→ **Requirement**: Rewrite all of the data below, changing each occurrence of "MUST" to "SHALL" and leaving everything else unchanged.

→ **Given information**:
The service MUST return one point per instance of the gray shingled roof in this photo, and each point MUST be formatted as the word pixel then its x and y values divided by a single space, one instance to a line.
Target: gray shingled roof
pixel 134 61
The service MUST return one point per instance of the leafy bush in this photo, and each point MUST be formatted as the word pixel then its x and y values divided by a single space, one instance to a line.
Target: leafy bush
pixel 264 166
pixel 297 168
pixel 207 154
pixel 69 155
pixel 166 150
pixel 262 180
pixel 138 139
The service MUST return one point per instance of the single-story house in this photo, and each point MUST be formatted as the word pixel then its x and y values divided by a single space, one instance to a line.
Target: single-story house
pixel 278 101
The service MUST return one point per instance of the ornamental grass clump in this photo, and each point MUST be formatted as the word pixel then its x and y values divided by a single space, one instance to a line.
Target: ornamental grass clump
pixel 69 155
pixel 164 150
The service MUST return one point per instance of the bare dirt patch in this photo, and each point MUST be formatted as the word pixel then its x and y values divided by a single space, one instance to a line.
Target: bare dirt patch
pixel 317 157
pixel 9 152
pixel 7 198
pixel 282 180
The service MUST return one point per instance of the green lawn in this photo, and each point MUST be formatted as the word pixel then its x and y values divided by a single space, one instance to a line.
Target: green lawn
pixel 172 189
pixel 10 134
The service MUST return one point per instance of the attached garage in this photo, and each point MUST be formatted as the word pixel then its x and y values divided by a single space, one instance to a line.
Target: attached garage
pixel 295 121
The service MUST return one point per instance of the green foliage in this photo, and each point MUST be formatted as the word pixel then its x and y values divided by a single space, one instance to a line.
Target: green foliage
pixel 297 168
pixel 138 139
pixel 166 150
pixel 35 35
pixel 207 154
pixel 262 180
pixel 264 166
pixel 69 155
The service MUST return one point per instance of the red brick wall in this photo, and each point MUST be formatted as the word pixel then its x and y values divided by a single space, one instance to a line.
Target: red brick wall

→ **Reply to the exercise**:
The service SHALL return one point per instance of the gray shingled roof in this photo, and each point SHALL be formatted as the word pixel then its x and y values divided by a single space, one instance to a line.
Target: gray shingled roof
pixel 134 61
The service SHALL return one point per instance of the leafy bush in this photo, and each point SHALL be formatted as the word pixel then its x and y values divided by a single space, one instance to a line.
Target: leafy bush
pixel 264 166
pixel 297 168
pixel 207 154
pixel 69 155
pixel 166 150
pixel 262 180
pixel 138 139
The service SHALL return one point per instance of the single-story house in this photo, and each point SHALL be formatted as the word pixel then its x and y values divided by a single space, one instance to a line.
Target: single-story house
pixel 278 101
The service SHALL return one point per instance of the ornamental grass clump in this photo, and each point SHALL be formatted as the word pixel then its x and y values divided by a single space, one instance to a line.
Target: ornamental grass clump
pixel 69 155
pixel 164 150
The service SHALL return one point per instance of the bare dirt patch in this photo, and each point SHALL be formatted as the word pixel then its x and y values divided by a single space, one instance to a line.
Target: bare dirt patch
pixel 317 157
pixel 9 152
pixel 7 198
pixel 282 180
The service SHALL return one point per instance of the green lawn in this photo, and each point SHALL be formatted as the word pixel then its x and y values divided by a single space, one instance to a line.
Target: green lawn
pixel 172 189
pixel 10 134
The service SHALL return one point per instance of the attached garage in this photo, and each point SHALL be formatted as the word pixel then its x and y values divided by a single space, one instance to a line.
Target: attached garage
pixel 295 121
The service SHALL return one point per instance of the green foliage in this photo, and each point SHALL be formatted as the word pixel then its x and y values divided by a single space, one instance to a line.
Target: green foliage
pixel 297 168
pixel 138 139
pixel 166 150
pixel 35 35
pixel 207 154
pixel 262 180
pixel 264 166
pixel 69 155
The service SHALL return one point per instance of the red brick wall in this photo, and each point SHALL be formatted as the word pixel then its x and y values divided by a single space, one instance to a line.
Target: red brick wall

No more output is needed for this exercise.